# [AIM]
Return every one of the records below verbatim, line for line, with no additions, omissions, or edits.

# [MATERIAL TO PROCESS]
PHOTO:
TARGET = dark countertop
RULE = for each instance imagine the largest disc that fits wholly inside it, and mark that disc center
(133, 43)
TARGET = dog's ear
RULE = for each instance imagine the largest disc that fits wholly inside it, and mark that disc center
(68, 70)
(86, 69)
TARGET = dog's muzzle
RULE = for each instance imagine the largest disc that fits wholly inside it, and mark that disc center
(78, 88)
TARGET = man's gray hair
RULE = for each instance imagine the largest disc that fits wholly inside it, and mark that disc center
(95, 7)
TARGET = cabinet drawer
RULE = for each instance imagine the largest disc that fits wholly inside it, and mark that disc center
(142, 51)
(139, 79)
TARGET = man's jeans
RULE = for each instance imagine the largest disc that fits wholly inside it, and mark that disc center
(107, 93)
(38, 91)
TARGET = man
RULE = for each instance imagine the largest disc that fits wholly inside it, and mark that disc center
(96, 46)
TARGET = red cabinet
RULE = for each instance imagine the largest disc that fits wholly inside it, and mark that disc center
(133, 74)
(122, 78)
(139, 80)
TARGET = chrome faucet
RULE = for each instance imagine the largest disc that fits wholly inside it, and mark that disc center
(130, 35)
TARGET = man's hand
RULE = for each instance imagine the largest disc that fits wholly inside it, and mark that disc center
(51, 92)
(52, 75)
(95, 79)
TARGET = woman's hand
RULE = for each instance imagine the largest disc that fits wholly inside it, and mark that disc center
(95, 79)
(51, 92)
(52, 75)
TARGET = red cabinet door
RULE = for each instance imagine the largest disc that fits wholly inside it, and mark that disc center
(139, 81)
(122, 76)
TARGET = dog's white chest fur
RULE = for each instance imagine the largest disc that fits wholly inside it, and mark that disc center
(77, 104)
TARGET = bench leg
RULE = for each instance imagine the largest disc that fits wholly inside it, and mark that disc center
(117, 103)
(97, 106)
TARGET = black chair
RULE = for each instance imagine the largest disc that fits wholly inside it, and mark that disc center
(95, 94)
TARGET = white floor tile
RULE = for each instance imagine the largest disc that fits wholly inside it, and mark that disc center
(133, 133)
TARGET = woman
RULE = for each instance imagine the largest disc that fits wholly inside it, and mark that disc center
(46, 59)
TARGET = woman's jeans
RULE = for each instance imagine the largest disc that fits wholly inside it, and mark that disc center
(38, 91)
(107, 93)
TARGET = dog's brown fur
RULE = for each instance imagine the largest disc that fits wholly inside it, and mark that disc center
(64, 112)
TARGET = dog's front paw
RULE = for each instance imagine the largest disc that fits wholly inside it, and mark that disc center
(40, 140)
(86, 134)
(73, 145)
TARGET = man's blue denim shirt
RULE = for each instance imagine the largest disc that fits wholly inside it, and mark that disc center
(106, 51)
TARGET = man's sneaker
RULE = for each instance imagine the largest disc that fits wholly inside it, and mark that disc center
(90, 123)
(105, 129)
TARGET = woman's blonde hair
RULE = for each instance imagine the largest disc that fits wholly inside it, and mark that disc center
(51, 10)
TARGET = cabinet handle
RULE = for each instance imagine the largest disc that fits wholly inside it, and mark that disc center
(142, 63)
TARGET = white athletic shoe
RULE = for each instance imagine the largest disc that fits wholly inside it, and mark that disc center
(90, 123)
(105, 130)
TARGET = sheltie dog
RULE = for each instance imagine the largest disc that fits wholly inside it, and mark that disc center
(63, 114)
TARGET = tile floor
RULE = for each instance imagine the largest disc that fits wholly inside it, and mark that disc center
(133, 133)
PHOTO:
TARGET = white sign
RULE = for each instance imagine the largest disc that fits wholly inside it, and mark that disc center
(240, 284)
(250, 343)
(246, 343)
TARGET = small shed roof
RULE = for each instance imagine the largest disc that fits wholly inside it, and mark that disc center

# [RESPONSE]
PHOTO:
TARGET = dark countertop
RULE = for each instance imagine the largest disc that fits wholly inside it, and mark that disc center
(133, 43)
TARGET = dog's ear
RULE = for each instance imagine the largest disc that fits wholly inside it, and mark that disc center
(68, 70)
(86, 69)
TARGET = dog's muzzle
RULE = for each instance imagine the largest disc that fits wholly inside it, and mark that disc center
(78, 88)
TARGET = man's gray hair
RULE = for each instance imagine the largest disc that fits wholly inside it, and mark that disc center
(95, 7)
TARGET = cabinet drawer
RULE = for each instance imagine the largest disc that fits wholly inside it, and mark that disc center
(142, 51)
(139, 79)
TARGET = man's jeans
RULE = for each instance imagine the largest disc that fits wholly inside it, and mark that disc center
(107, 93)
(38, 91)
TARGET = man
RULE = for each instance imagine the largest disc that fits wholly inside it, and mark that disc center
(96, 46)
TARGET = red cabinet
RULE = for each instance imagine the largest disc that fits wholly inside it, and mark that disc center
(133, 74)
(122, 78)
(139, 80)
TARGET = chrome faucet
RULE = for each instance imagine the largest disc that fits wholly inside it, and mark that disc center
(130, 35)
TARGET = man's hand
RULE = for each instance imagine the largest disc that fits wholly inside it, and mark that disc center
(51, 92)
(52, 75)
(95, 79)
TARGET = woman's hand
RULE = for each instance imagine the largest disc that fits wholly inside it, and mark that disc center
(95, 79)
(51, 92)
(52, 75)
TARGET = red cabinet door
RULE = for each instance imagine the largest disc that fits wholly inside it, and mark that disc center
(139, 81)
(122, 76)
TARGET = dog's white chest fur
RULE = for each instance imagine the largest disc that fits wholly inside it, and mark that disc center
(77, 104)
TARGET = bench leg
RULE = for each instance imagine the largest disc that fits wholly inside it, and mark that disc center
(117, 103)
(97, 106)
TARGET = black chair
RULE = for each instance imagine the largest disc that fits wholly inside it, and mark that disc center
(95, 94)
TARGET = white floor tile
RULE = for each instance imagine the largest disc that fits wholly inside it, and mark that disc center
(133, 133)
TARGET = woman
RULE = for each instance imagine the largest disc that fits wholly inside it, and mark that disc center
(46, 59)
TARGET = woman's jeans
RULE = for each instance imagine the largest disc that fits wholly inside it, and mark that disc center
(38, 91)
(107, 93)
TARGET = dog's brown fur
RULE = for each instance imagine the largest disc that fits wholly inside it, and mark that disc center
(64, 112)
TARGET = dog's front paw
RULE = for each instance imagine the largest disc that fits wholly inside it, and mark that disc center
(40, 140)
(86, 134)
(73, 145)
TARGET = man's blue denim shirt
RULE = for each instance imagine the largest disc that fits wholly inside it, and mark that disc center
(106, 51)
TARGET = man's sneaker
RULE = for each instance imagine the largest disc that fits wholly inside it, and mark that disc center
(90, 123)
(105, 129)
TARGET = woman's blonde hair
RULE = for each instance imagine the largest disc that fits wholly inside it, and mark that disc center
(51, 10)
TARGET = cabinet handle
RULE = for each instance imagine the largest disc that fits wholly inside it, and mark that disc center
(142, 63)
TARGET = white athletic shoe
RULE = for each instance imagine the largest disc that fits wholly inside it, and mark that disc center
(90, 123)
(105, 130)
TARGET = sheltie dog
RULE = for each instance imagine the largest disc that fits wholly inside it, and mark that disc center
(63, 114)
TARGET = tile floor
RULE = for each instance imagine the largest disc that fits wholly inside it, and mark that disc center
(133, 133)
PHOTO:
TARGET = white sign
RULE = for each instance imagine the largest disc that fits wholly inside it, and mark that disc center
(240, 284)
(250, 343)
(246, 343)
TARGET = small shed roof
RULE = for each instance imagine the largest disc that fits wholly inside it, and mark that disc center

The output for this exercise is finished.